The LS, C, and R factors are found in this study as the causative factors for high soil loss. At the river outlets, the high Dd is not related to high soil loss as the elevation and slope of the region is too low. In many areas of the northern catchment, the slopes are irregular and lead to runoffs into small drainage ways and flow at a velocity sufficient to detach and transport soil particles and thus further the hazard of soil erosion. Gully erosion occurs in the catchment due to highly erodible soils such as Vertisols and Leptosols, and misuse of soil and water resources. The plantation forests, barren lands, croplands, moderately steep and steep slopes, and low Dd areas were very susceptible to gully erosion that has been matched with the generated erosion risk map.

● ● ●

> _THINGS TO DO_:
a - In the soil erosion passage, which factors were found to cause high soil loss?
b - List every area or land type that the soil erosion passage calls very susceptible to gully erosion.
The rows that come next are not needed.

> _GIVEN DATA_:
● ● ●

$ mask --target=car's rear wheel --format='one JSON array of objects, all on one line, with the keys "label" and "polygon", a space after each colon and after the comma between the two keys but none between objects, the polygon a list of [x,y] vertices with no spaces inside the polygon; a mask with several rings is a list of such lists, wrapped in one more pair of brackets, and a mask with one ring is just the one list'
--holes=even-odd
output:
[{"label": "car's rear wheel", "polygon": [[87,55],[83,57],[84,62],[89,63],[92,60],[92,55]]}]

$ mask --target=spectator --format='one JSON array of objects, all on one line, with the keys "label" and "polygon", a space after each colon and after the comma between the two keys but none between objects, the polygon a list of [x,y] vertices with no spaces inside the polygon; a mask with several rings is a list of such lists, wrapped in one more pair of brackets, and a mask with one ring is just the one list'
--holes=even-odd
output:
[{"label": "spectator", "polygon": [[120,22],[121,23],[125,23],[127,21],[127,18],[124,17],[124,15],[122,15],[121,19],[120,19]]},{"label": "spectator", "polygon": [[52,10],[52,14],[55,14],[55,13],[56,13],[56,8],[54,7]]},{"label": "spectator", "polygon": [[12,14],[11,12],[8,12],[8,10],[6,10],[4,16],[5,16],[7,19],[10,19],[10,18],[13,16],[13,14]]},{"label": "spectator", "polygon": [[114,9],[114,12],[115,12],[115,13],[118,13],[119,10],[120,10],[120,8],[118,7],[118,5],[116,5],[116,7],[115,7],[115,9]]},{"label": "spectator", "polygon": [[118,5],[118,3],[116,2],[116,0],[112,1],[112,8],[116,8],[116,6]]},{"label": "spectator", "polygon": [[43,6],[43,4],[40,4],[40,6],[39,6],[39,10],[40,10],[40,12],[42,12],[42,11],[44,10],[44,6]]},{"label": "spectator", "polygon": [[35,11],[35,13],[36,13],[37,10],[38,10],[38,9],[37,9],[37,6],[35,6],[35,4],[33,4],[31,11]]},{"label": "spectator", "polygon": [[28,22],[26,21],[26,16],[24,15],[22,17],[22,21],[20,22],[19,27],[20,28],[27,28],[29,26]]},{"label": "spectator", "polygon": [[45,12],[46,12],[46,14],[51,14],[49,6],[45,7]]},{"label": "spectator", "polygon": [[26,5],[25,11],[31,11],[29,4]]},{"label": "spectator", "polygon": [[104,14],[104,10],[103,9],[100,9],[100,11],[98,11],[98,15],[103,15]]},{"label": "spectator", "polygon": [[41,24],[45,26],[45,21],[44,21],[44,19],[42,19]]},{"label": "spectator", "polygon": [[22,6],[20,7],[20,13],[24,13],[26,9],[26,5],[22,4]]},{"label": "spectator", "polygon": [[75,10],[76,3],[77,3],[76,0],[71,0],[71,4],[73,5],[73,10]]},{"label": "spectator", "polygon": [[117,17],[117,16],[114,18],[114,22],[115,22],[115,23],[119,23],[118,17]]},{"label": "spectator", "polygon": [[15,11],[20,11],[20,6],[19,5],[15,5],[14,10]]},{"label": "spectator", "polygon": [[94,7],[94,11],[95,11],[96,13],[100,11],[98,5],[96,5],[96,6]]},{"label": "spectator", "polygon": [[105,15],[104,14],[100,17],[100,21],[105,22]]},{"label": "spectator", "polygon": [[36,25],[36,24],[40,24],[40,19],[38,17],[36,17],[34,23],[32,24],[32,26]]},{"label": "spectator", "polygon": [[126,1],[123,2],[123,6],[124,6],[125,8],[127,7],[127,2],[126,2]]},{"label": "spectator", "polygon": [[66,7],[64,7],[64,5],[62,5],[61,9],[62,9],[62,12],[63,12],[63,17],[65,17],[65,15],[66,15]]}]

● ● ●

> _SOLUTIONS TO THE EXERCISE_:
a - The LS, C, and R factors.

b - Plantation forests, barren lands, croplands, moderately steep and steep slopes, and low Dd areas.